Working data →

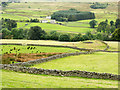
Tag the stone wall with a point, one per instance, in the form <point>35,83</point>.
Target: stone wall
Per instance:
<point>37,61</point>
<point>17,66</point>
<point>61,73</point>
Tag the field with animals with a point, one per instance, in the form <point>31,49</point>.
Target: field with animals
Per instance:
<point>42,46</point>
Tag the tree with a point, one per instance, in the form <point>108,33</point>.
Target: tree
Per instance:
<point>77,37</point>
<point>106,21</point>
<point>102,27</point>
<point>116,35</point>
<point>64,37</point>
<point>89,35</point>
<point>117,23</point>
<point>7,23</point>
<point>36,33</point>
<point>54,35</point>
<point>6,34</point>
<point>111,23</point>
<point>18,33</point>
<point>93,23</point>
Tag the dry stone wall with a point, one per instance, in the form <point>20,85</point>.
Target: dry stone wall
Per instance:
<point>21,67</point>
<point>61,73</point>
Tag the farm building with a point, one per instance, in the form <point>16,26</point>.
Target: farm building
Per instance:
<point>43,21</point>
<point>53,21</point>
<point>48,17</point>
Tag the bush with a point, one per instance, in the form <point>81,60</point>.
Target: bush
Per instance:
<point>64,37</point>
<point>72,15</point>
<point>98,6</point>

What this task involves → Rewrite the listing above, putting "Mark" in place of every "Tag" and changing nothing else. Omit the pictures from your version.

In response →
Mark the stone wall with a point, one per instance, in the form <point>35,83</point>.
Target: stone wall
Per instance:
<point>37,61</point>
<point>17,66</point>
<point>61,73</point>
Mark the field with animals with a point, one per instance, in the form <point>31,49</point>.
Target: field with animals
Per instance:
<point>42,46</point>
Mark the tree with a point, one per instance, in the form <point>108,33</point>.
Target: tree
Per instance:
<point>77,37</point>
<point>106,21</point>
<point>102,27</point>
<point>116,35</point>
<point>64,37</point>
<point>89,35</point>
<point>117,23</point>
<point>7,23</point>
<point>36,33</point>
<point>54,35</point>
<point>6,34</point>
<point>111,23</point>
<point>18,33</point>
<point>93,23</point>
Mark the dry stone wall with a point, one per instance, in the form <point>20,85</point>.
Target: dry stone wall
Per instance:
<point>21,67</point>
<point>61,73</point>
Mark the farm building with a point, one per instance, in the form <point>16,26</point>.
Target: farm building
Per instance:
<point>43,21</point>
<point>53,21</point>
<point>48,17</point>
Mark the bush with a point, one per instance, in the form <point>81,60</point>.
Target: bush
Per instance:
<point>64,37</point>
<point>72,15</point>
<point>98,6</point>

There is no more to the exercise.